Pertanto, questa vita fisica ridonata a Lazzaro, nelle intenzioni di Gesù, non vuole assolutamente essere un segno di prodigiosità e di potenza. Bensì, come Lui stesso dice davanti alla tomba, è semplicemente un segno per confermare e rafforzare nei discepoli la certezza che Lui, Gesù, è portatore di una proposta esistenziale, che dà vita, che è pienezza di vita. Il Vangelo, dunque, che Gesù ci offre con la Sua vita, è l’offerta di un dono, di una opportunità di vivere con maggior pienezza questa esistenza terrena. Non è quindi un insieme di norme e procedure per conquistarsi il Paradiso. La Vita Eterna, la Vita vera, sta nel vivere come Gesù.
Su questo sfondo, forse acquistano un altro senso le battute iniziali tra Gesù ed i discepoli, per decidere cosa fare di fronte alla malattia di Lazzaro. Pur essendo marginali nell’economia del testo, rivelano, però, molto della profonda differenza tra la nostra visione istintiva, umana, di fronte alle sfide della vita e la prospettiva di Gesù, ovvero quella cristiana.
La prima reazione dei discepoli è quella di “mettersi in salvo, di salvare la propria vita”, come fa ed è giusto che faccia ogni animale di fronte al pericolo, anche l’animale-uomo. Ovvero la dimensione animale, che c’è in noi, sempre e comunque ci chiederà di metterci in salvo. Per Gesù, che pur avvertirà la paura di fronte al dolore straziante della Croce, la Salvezza, la Liberazione non è un problema, perché sa che la Sua vita sta saldamente nelle mani del Padre. La Sua preoccupazione, invece, è vivere in comunione con il Padre, è far trasparire dalla sua vita, dalle sue scelte chi è e cosa fa il Padre.
In particolare, di fronte di fronte a quella malattia ed al dolore di Marta e Maria, ciò che interessa a Gesù è soccorrerle, essere solidale con loro, perché il Padre è già all’opera in questo modo. L’agire di Gesù lo rende però più evidente, più tangibile e trasparente. Al tempo stesso Gesù non si preoccupa per le conseguenze di questo suo gesto, perché sa che il Padre comunque si prenderà cura di Lui. Questa sintonia con il Padre da senso ed unità a tutta la Sua vita, oltre ogni pericolo ed ogni minaccia.
Permettetemi a questo punto una piccola digressione autobiografica, che ha segnato la mia riflessione su questo Vangelo. In questi giorni qualche timido sviluppo delle tristi vicende brasiliane, nonché il mio imminente viaggio dopo due anni di assenza dal Brasile, mi hanno fatto meditare in una prospettiva inedita questo testo. Quante persone, sinceramente affezionate, mi hanno chiesto: “Perché ritorni giù, oltretutto in un clima socio-politico decisamente deteriorato? Ma è proprio necessario che tu vada? Non stai correndo qualche rischio di troppo?”. A parte il fatto che non è previsto il mio rientro nella Diocesi di Grajaú, a causa della lettera di espulsione ancora in vigore, ciò nonostante rimane il fatto che nella Diocesi di Grajaú alcune persone, con molta fatica ed in un clima di marginalizzazione, stanno cercando di mantenere viva la memoria di un percorso pastorale, che, in nome del Vangelo, ha cercato di rendere i poveri protagonisti della loro storia.

> [Istruzioni dell'esercizio]
[1] Rispondi a queste domande sul brano su Lazzaro:
(a) Che cosa non è il Vangelo, secondo il brano?
(b) Qual è la prima reazione dei discepoli?
(c) Perché non è previsto il rientro di chi scrive nella Diocesi di Grajaú?
[2] Trascrivi dal brano su Lazzaro il passo compreso tra "Su questo sfondo, forse" e "ovvero quella cristiana.", estremi inclusi.

> [Dati registrati]
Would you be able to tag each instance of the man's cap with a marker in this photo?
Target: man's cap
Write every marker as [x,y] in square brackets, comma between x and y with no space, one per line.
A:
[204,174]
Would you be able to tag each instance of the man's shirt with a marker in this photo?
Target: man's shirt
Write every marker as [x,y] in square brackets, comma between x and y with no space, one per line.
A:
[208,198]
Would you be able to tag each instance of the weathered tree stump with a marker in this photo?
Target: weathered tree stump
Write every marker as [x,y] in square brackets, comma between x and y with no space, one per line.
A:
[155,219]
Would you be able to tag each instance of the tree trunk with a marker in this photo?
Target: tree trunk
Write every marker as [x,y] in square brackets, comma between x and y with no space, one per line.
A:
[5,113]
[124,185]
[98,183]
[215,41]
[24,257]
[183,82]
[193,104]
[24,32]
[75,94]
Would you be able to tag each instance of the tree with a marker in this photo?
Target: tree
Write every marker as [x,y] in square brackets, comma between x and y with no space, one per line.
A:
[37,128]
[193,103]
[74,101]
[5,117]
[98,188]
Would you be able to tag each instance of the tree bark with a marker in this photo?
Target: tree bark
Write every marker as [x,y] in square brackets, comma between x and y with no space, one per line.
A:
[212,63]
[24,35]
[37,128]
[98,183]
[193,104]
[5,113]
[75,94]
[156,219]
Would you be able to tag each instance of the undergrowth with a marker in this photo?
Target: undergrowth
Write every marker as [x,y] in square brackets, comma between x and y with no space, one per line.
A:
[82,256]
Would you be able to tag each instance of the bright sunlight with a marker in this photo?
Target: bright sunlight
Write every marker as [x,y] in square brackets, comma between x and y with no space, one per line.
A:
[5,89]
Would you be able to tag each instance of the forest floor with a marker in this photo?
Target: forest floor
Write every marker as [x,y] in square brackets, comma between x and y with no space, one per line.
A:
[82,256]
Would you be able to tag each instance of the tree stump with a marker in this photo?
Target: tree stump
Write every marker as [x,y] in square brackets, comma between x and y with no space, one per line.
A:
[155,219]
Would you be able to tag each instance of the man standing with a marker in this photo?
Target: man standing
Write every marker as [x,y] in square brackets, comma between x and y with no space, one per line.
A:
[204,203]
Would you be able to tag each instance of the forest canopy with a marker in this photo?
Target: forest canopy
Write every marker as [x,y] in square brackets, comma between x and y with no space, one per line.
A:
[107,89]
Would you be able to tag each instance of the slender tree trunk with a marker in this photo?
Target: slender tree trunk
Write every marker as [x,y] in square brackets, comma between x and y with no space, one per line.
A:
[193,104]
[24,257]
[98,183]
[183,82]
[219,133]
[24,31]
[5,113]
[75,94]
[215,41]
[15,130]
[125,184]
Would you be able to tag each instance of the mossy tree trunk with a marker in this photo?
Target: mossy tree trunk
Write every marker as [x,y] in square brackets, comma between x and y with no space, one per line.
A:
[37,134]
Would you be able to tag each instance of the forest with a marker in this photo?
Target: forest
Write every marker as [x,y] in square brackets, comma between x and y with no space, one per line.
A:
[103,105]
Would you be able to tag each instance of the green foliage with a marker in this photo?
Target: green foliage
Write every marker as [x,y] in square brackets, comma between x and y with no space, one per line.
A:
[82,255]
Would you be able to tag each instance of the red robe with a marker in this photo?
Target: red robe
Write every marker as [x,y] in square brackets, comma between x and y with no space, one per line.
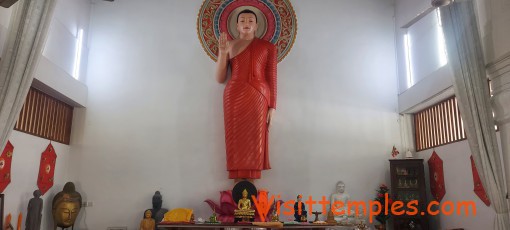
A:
[248,95]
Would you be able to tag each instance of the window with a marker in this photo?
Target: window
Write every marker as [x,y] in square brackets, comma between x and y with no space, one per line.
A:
[46,117]
[425,48]
[438,125]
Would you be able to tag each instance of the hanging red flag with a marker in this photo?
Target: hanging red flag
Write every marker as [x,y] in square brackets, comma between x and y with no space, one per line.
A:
[47,169]
[436,174]
[394,152]
[5,166]
[479,190]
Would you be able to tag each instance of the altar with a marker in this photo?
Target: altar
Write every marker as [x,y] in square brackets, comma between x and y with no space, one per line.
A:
[248,226]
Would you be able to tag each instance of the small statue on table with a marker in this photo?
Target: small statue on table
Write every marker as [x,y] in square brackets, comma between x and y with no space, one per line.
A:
[34,212]
[147,223]
[213,219]
[300,213]
[274,216]
[158,213]
[244,210]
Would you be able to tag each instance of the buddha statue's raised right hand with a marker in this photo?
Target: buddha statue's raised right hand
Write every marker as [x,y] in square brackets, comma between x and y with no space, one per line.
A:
[222,43]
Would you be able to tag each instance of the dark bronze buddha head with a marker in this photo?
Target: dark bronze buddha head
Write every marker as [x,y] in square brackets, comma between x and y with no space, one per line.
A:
[66,206]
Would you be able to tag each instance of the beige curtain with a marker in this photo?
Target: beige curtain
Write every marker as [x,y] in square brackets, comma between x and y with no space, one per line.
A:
[25,41]
[471,88]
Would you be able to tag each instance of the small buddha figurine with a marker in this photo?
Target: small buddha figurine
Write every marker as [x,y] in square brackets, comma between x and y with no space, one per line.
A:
[148,223]
[340,196]
[66,206]
[34,210]
[158,213]
[244,210]
[213,218]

> [Soluzioni dell'esercizio]
[1]
(a) Non è un insieme di norme e procedure per conquistarsi il Paradiso.
(b) Mettersi in salvo, salvare la propria vita.
(c) A causa della lettera di espulsione ancora in vigore.

[2]
Su questo sfondo, forse acquistano un altro senso le battute iniziali tra Gesù ed i discepoli, per decidere cosa fare di fronte alla malattia di Lazzaro. Pur essendo marginali nell’economia del testo, rivelano, però, molto della profonda differenza tra la nostra visione istintiva, umana, di fronte alle sfide della vita e la prospettiva di Gesù, ovvero quella cristiana.